WHAT YOU SHOULD DO> Print the records again, character for character.

AVAILABLE RECORDS>
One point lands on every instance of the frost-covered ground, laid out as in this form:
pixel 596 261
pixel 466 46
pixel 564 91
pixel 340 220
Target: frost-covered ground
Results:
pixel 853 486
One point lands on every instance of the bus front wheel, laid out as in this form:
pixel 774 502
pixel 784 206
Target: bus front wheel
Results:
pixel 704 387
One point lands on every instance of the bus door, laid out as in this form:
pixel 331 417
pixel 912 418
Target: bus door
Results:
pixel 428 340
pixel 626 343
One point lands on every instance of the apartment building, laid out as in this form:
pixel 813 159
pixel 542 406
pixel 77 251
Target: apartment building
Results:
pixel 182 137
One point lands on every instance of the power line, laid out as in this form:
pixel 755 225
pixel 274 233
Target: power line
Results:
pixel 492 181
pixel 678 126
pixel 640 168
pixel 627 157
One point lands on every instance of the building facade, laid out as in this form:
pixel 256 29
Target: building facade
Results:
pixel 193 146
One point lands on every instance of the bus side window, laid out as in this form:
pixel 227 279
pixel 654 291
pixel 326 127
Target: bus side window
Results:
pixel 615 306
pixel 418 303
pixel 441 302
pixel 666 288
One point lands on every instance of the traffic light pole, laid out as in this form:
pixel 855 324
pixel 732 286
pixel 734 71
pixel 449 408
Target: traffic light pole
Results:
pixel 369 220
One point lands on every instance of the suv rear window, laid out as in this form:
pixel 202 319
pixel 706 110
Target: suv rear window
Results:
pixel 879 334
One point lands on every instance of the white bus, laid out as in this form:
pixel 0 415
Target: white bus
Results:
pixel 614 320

RESULT FOR THIS EXERCISE>
One point lands on every instance of the frost-covered ground, laid out as in this form:
pixel 596 261
pixel 466 46
pixel 564 91
pixel 340 220
Target: frost-covered ground
Results:
pixel 853 486
One point lands on every instance of the bus front wheel, laid out as in this form:
pixel 774 502
pixel 784 206
Target: bus front wheel
Results:
pixel 704 387
One point lands on every instance of the bus door, laid out as in this form:
pixel 331 417
pixel 912 418
Target: bus door
Results:
pixel 428 340
pixel 626 343
One point lands on every instance of the apartment building, laid out as in this form:
pixel 813 159
pixel 542 406
pixel 77 251
Target: apartment building
Results:
pixel 182 137
One point lands on every instance of the power line, laid out as in this form:
pixel 755 225
pixel 274 233
Target: power line
Results:
pixel 492 181
pixel 678 126
pixel 640 168
pixel 627 157
One point lands on every instance of the building facade, laid out as in this form:
pixel 256 29
Target: building facade
Results:
pixel 193 146
One point lands on every instance of the bus side window, laid out as in this form:
pixel 227 279
pixel 654 291
pixel 326 127
Target: bus side window
Results:
pixel 615 306
pixel 418 303
pixel 441 302
pixel 666 288
One point lands on every instance of the traffic light pole, laid out as in this form:
pixel 855 324
pixel 732 286
pixel 734 71
pixel 449 408
Target: traffic light pole
Results:
pixel 369 220
One point lands on every instance of the suv rear window, laid out as in this form:
pixel 202 319
pixel 706 110
Target: suv rear window
Results:
pixel 879 334
One point lands on every instance of the white bus, laid out as in this form:
pixel 0 415
Target: white bus
Results:
pixel 614 320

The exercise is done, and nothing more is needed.